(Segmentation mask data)
◇ ◇ ◇

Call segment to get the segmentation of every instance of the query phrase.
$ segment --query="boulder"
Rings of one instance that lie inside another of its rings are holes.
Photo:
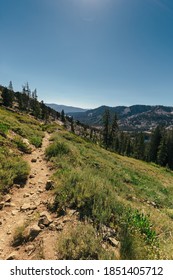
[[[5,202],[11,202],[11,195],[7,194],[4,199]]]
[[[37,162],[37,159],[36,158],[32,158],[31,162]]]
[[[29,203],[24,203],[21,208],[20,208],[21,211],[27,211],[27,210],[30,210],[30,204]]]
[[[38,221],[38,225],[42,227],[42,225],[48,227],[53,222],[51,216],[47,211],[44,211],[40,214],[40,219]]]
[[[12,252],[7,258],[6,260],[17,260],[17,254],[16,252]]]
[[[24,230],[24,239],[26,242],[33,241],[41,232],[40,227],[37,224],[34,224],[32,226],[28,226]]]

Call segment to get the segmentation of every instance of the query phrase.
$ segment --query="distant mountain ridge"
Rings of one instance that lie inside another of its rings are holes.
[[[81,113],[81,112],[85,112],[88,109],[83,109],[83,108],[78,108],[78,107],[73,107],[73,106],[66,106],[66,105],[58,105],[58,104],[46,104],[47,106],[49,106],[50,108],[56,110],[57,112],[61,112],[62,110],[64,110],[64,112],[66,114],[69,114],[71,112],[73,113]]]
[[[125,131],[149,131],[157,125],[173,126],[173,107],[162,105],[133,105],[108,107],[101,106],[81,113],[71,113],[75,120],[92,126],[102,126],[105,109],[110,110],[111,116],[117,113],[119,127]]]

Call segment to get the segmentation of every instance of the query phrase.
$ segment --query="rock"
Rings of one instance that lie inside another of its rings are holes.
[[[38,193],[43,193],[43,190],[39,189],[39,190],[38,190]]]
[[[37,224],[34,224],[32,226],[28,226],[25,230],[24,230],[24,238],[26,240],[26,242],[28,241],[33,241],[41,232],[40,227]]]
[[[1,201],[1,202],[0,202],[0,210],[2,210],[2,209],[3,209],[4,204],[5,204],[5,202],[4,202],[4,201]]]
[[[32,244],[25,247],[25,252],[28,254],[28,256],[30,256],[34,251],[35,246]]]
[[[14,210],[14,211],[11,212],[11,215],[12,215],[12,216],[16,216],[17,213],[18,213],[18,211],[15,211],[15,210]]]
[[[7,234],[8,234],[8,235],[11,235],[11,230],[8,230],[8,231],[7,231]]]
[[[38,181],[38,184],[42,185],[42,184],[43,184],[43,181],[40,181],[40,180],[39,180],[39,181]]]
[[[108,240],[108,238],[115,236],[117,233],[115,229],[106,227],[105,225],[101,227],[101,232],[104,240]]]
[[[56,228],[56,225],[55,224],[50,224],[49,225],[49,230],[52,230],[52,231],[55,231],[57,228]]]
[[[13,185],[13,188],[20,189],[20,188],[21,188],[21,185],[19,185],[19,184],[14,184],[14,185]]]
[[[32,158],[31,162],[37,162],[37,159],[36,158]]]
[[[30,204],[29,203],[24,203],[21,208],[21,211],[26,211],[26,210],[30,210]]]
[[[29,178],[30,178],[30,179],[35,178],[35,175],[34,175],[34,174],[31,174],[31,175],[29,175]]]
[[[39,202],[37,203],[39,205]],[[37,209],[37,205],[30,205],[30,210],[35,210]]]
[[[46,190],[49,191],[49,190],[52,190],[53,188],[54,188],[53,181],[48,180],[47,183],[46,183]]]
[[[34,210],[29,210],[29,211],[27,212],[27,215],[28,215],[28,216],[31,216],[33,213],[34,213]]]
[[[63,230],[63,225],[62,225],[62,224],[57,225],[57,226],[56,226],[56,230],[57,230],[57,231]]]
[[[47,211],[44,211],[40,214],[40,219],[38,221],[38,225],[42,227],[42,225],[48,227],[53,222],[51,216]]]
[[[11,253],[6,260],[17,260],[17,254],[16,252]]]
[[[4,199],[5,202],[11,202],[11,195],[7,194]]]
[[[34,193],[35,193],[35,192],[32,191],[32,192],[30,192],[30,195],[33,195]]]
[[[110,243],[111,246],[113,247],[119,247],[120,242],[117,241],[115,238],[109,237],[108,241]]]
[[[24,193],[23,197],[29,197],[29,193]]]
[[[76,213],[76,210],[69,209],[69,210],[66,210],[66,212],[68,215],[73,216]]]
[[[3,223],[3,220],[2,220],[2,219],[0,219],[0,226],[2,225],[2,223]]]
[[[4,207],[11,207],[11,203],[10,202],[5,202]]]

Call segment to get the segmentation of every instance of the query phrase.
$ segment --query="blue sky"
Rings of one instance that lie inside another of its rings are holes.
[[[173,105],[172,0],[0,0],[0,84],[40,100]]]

◇ ◇ ◇

All records above are to be output verbatim, with their pictures omitted.

> OUTPUT:
Call segment to get the segmentation of every instance of the query phrase.
$ segment --query="boulder"
Rings of one instance that lie inside another of its rings are holes.
Photo:
[[[5,202],[11,202],[11,195],[7,194],[4,199]]]
[[[37,162],[37,159],[36,158],[32,158],[31,162]]]
[[[29,203],[24,203],[21,208],[20,208],[21,211],[27,211],[27,210],[30,210],[30,204]]]
[[[38,221],[38,225],[42,227],[42,225],[48,227],[53,222],[51,216],[47,211],[44,211],[40,214],[40,219]]]
[[[12,252],[7,258],[6,260],[17,260],[17,254],[16,252]]]
[[[24,230],[24,239],[26,242],[33,241],[41,232],[40,227],[37,224],[34,224],[32,226],[28,226]]]

Call segment to get the segmentation of every instance of the query phrase.
$ segment --query="distant mountain ridge"
Rings of one instance that lie inside another of its rings are holes.
[[[81,113],[81,112],[85,112],[88,109],[83,109],[83,108],[78,108],[78,107],[73,107],[73,106],[66,106],[66,105],[58,105],[58,104],[46,104],[47,106],[49,106],[50,108],[56,110],[57,112],[61,112],[62,110],[64,110],[64,112],[66,114],[69,114],[71,112],[73,113]]]
[[[125,131],[149,131],[157,125],[173,126],[173,107],[162,105],[133,105],[108,107],[101,106],[81,113],[71,113],[75,120],[92,126],[102,126],[105,109],[110,110],[111,116],[117,113],[119,127]]]

Call segment to get the segmentation of every instance of the query phrase.
$ segment --query="rock"
Rings of one instance that lie inside another of its rings are holes.
[[[38,193],[43,193],[43,190],[39,189],[39,190],[38,190]]]
[[[37,224],[34,224],[32,226],[28,226],[25,230],[24,230],[24,238],[26,240],[26,242],[28,241],[33,241],[41,232],[40,227]]]
[[[1,201],[1,202],[0,202],[0,210],[2,210],[2,209],[3,209],[4,204],[5,204],[5,202],[4,202],[4,201]]]
[[[32,244],[25,247],[25,252],[28,254],[28,256],[30,256],[34,251],[35,246]]]
[[[14,210],[14,211],[11,212],[11,215],[12,215],[12,216],[16,216],[17,213],[18,213],[18,211],[15,211],[15,210]]]
[[[7,234],[8,234],[8,235],[11,235],[11,230],[8,230],[8,231],[7,231]]]
[[[38,181],[38,184],[42,185],[42,184],[43,184],[43,181],[40,181],[40,180],[39,180],[39,181]]]
[[[108,240],[108,238],[115,236],[117,233],[115,229],[106,227],[105,225],[101,227],[101,232],[104,240]]]
[[[56,228],[56,225],[55,224],[50,224],[49,225],[49,230],[52,230],[52,231],[55,231],[57,228]]]
[[[13,185],[13,188],[20,189],[20,188],[21,188],[21,185],[19,185],[19,184],[14,184],[14,185]]]
[[[32,158],[31,162],[37,162],[37,159],[36,158]]]
[[[30,204],[29,203],[24,203],[21,208],[21,211],[26,211],[26,210],[30,210]]]
[[[29,178],[30,178],[30,179],[35,178],[35,175],[34,175],[34,174],[31,174],[31,175],[29,175]]]
[[[39,202],[37,203],[39,205]],[[37,209],[37,205],[30,205],[30,210],[35,210]]]
[[[46,190],[49,191],[49,190],[52,190],[53,188],[54,188],[53,181],[48,180],[47,183],[46,183]]]
[[[34,210],[29,210],[29,211],[27,212],[27,215],[28,215],[28,216],[31,216],[33,213],[34,213]]]
[[[63,230],[63,225],[62,225],[62,224],[57,225],[57,226],[56,226],[56,230],[57,230],[57,231]]]
[[[47,211],[44,211],[40,214],[40,219],[38,221],[38,225],[42,227],[42,225],[48,227],[53,222],[51,216]]]
[[[11,253],[6,260],[17,260],[17,254],[16,252]]]
[[[4,199],[5,202],[11,202],[11,195],[7,194]]]
[[[34,193],[35,193],[35,192],[32,191],[32,192],[30,192],[30,195],[33,195]]]
[[[110,243],[111,246],[113,247],[119,247],[120,242],[117,241],[115,238],[109,237],[108,241]]]
[[[24,193],[23,197],[29,197],[29,193]]]
[[[76,213],[76,210],[69,209],[69,210],[66,210],[66,212],[68,215],[73,216]]]
[[[3,223],[3,220],[2,220],[2,219],[0,219],[0,226],[2,225],[2,223]]]
[[[4,207],[11,207],[11,203],[10,202],[5,202]]]

Call segment to get the segmentation of every instance of the query phrase.
$ segment --query="blue sky"
Rings of one instance that lie inside another of its rings are holes.
[[[173,105],[172,0],[0,0],[0,84],[40,100]]]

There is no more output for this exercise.